Exercise prompt »
Please copy exactly every line from the one that contains "Objective — one dot on each instance of the rooftop antenna" to the end of the data below, with both ends included and no other lines.

· · · · ·

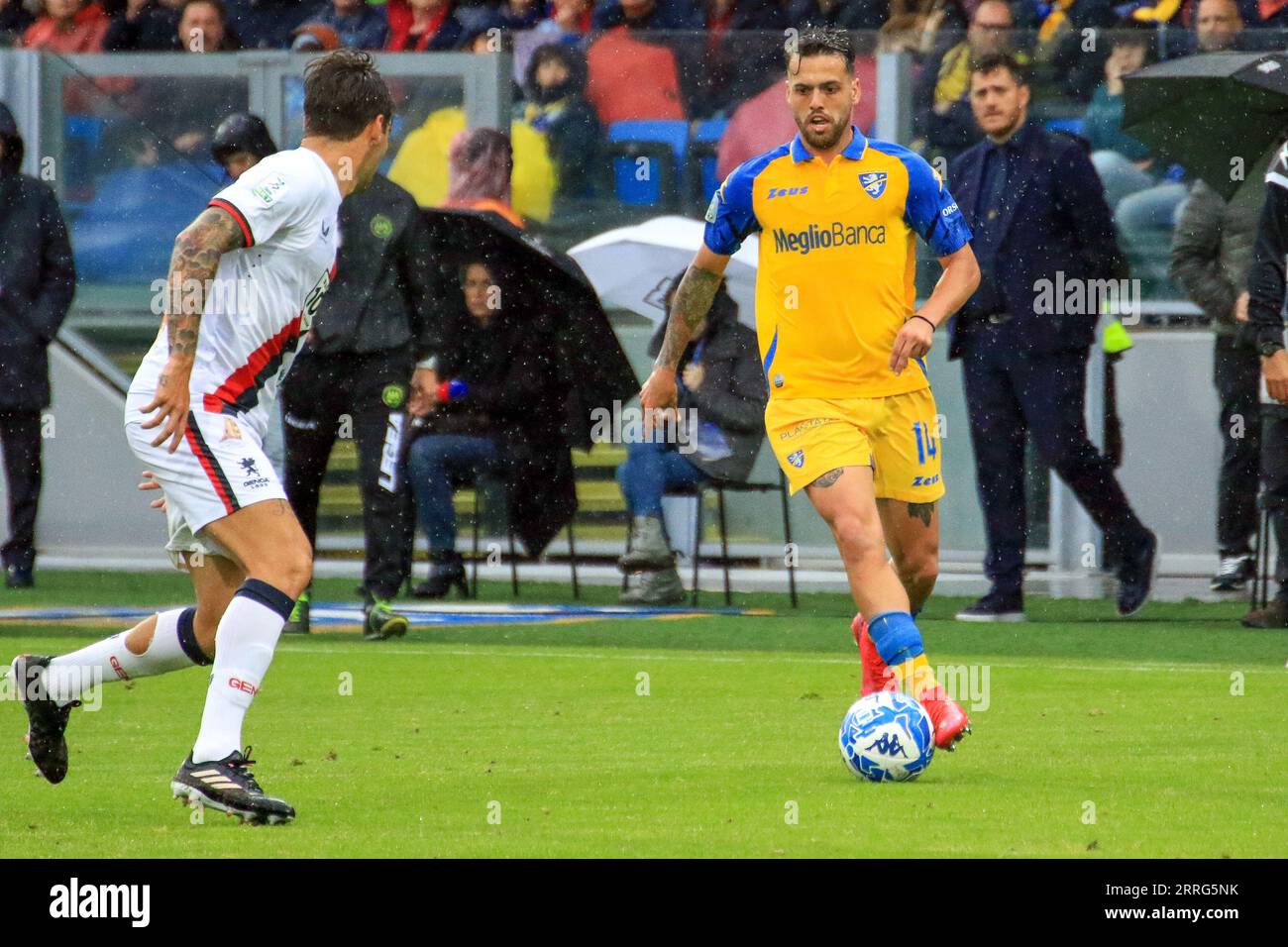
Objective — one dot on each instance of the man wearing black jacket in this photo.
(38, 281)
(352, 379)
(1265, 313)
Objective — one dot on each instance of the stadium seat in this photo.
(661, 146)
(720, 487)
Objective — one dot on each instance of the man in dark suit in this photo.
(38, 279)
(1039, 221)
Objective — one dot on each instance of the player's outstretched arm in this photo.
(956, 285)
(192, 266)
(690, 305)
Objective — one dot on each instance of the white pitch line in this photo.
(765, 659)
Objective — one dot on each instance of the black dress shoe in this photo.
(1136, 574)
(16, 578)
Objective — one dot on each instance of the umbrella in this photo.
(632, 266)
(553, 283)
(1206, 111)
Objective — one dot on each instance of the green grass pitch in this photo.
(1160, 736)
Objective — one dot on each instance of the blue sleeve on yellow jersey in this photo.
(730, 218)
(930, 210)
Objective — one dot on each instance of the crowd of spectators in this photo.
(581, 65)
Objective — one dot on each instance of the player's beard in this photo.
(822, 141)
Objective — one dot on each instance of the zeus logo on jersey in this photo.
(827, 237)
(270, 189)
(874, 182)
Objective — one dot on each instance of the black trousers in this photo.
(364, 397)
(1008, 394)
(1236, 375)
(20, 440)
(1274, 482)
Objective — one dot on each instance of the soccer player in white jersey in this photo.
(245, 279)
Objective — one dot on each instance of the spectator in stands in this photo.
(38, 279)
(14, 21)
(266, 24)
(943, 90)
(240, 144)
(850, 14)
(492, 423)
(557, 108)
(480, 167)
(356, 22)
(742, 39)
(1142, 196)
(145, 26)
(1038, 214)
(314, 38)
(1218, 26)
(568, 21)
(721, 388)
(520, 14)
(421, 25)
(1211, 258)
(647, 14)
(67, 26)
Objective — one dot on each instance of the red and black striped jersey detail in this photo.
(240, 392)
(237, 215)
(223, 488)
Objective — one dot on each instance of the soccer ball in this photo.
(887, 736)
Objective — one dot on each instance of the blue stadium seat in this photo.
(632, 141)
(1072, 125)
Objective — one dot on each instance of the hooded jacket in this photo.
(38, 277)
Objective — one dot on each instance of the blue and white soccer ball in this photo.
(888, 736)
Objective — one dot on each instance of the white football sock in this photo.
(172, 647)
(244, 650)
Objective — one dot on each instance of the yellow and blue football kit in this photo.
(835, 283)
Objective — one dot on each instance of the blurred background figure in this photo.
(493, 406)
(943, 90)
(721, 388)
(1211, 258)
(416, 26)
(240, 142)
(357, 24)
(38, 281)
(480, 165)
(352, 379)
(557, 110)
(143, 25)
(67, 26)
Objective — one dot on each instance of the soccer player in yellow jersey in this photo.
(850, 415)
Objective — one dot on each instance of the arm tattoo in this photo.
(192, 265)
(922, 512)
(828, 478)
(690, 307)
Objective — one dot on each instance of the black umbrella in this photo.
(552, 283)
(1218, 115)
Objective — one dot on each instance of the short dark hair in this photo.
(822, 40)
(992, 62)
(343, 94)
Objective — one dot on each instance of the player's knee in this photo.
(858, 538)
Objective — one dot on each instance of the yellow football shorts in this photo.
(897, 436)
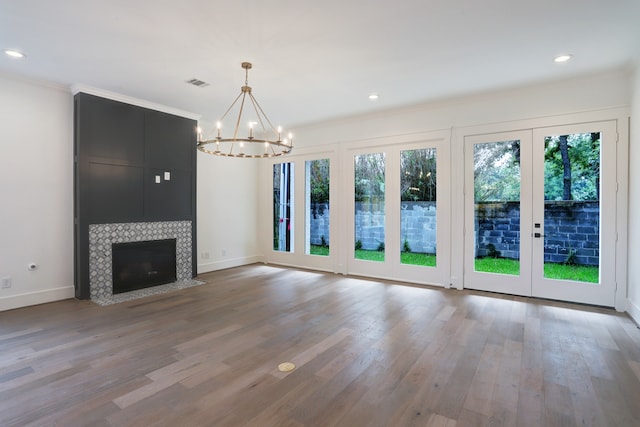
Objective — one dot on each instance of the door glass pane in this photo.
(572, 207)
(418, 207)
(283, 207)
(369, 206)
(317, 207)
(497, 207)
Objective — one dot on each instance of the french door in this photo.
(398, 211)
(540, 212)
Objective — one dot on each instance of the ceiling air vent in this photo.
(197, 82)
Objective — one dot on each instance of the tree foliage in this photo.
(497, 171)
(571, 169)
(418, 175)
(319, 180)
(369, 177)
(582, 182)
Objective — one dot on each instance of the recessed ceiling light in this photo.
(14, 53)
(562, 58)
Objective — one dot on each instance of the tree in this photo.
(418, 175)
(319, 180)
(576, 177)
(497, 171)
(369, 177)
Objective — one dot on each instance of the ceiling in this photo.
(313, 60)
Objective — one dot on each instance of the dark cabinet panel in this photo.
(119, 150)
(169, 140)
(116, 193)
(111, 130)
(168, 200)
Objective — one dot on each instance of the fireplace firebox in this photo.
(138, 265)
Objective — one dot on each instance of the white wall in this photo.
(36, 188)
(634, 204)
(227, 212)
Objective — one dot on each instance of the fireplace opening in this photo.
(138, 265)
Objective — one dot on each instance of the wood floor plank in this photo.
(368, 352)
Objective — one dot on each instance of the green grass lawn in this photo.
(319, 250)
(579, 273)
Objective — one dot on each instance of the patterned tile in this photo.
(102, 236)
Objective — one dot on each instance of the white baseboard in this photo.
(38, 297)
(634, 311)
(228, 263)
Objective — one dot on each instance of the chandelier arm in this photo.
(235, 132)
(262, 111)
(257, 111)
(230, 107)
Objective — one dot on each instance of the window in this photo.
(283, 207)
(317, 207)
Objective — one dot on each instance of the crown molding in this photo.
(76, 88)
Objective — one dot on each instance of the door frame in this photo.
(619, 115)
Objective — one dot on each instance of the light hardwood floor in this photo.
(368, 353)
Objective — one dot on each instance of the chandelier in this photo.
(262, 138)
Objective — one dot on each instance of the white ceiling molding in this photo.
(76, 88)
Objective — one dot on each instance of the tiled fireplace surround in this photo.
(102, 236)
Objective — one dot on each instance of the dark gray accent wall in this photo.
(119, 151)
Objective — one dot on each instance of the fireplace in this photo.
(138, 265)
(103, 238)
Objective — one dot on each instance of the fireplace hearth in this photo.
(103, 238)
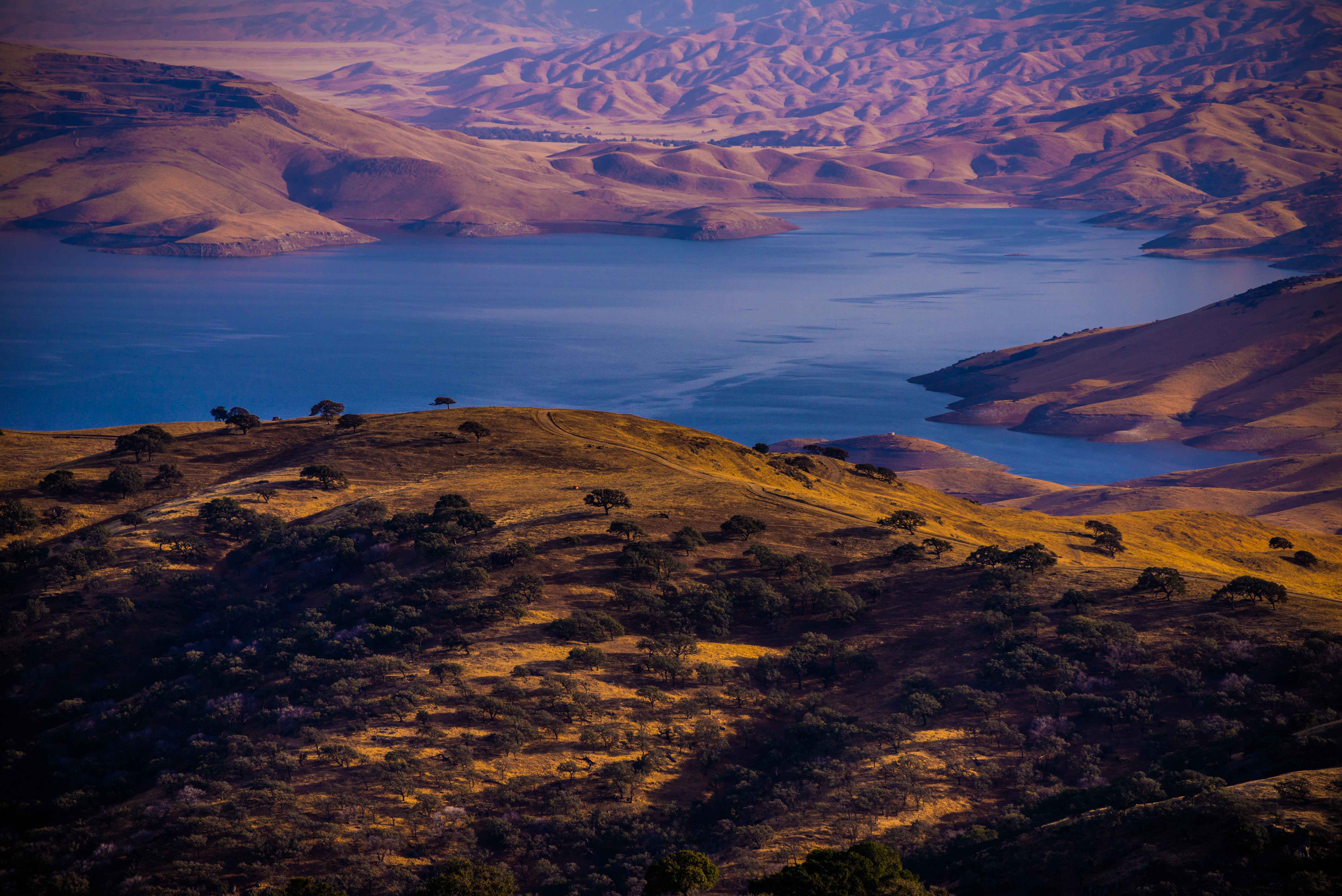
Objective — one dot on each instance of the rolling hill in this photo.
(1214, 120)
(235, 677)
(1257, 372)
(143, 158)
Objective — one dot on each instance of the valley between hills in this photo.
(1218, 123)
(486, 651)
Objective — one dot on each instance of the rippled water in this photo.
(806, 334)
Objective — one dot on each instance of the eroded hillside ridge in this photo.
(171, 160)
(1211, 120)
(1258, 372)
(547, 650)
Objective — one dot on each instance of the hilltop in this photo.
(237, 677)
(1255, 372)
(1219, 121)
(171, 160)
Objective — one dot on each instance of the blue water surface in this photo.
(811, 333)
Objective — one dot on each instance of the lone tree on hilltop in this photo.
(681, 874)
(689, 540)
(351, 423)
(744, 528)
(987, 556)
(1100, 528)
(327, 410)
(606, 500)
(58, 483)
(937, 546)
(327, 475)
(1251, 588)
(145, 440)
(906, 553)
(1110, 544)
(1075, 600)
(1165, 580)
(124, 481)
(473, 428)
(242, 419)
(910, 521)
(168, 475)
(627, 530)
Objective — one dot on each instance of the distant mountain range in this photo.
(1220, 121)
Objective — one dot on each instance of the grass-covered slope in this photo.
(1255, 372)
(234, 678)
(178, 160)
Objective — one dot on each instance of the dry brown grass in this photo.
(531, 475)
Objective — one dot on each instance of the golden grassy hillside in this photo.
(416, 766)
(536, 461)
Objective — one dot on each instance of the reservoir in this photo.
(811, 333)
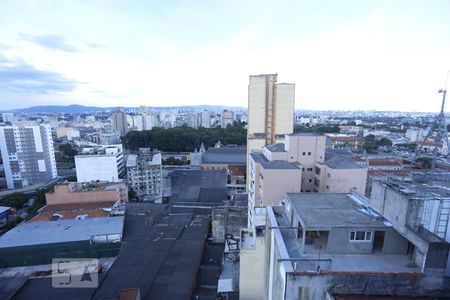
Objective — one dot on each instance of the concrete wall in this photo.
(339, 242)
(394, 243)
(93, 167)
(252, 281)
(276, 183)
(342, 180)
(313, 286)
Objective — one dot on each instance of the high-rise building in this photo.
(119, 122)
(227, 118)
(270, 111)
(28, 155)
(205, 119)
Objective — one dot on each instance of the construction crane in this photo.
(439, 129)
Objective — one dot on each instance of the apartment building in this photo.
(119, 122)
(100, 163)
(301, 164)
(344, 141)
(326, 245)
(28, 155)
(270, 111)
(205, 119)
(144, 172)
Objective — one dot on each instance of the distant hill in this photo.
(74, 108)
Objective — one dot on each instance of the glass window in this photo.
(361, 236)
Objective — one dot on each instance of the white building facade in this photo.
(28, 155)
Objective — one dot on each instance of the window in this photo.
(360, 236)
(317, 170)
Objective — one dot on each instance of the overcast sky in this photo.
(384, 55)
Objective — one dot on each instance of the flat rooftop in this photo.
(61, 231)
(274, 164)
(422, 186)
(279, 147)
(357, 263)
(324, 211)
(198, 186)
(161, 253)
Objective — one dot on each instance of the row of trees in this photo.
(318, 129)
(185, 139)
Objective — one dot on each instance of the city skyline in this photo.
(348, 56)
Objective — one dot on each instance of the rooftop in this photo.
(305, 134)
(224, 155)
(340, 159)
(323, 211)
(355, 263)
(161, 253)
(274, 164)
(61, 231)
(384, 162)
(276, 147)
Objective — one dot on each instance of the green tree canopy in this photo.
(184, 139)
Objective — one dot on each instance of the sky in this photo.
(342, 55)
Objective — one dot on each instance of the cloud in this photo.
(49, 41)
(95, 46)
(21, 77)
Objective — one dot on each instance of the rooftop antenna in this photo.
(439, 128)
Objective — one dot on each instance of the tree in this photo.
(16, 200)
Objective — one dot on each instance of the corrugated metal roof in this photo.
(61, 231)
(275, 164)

· · · · ·

Response box »
Objective — one dot on each instance of the rooftop antenna in this photo.
(439, 128)
Objective — one dot on each instance of the tree in this photo.
(16, 200)
Objective — one dot on each instance of the corrugated metal roof in this photo.
(61, 231)
(275, 164)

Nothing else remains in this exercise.